GIVEN RECORDS:
/---

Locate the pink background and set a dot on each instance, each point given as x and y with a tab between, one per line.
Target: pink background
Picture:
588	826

\---
/---

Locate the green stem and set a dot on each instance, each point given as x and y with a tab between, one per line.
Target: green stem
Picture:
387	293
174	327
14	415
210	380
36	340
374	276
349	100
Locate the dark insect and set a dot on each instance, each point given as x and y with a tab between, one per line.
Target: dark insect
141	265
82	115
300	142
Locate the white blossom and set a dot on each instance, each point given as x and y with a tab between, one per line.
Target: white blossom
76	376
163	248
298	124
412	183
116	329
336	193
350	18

\---

CHALLENGE: Which lines of the data above contain the word "green"? Pull out each one and copy it in full.

RESULT OF THIS TASK:
Locate the green stem and set a dot on each instance, each point given as x and y with a tab between, one per line.
Target: green stem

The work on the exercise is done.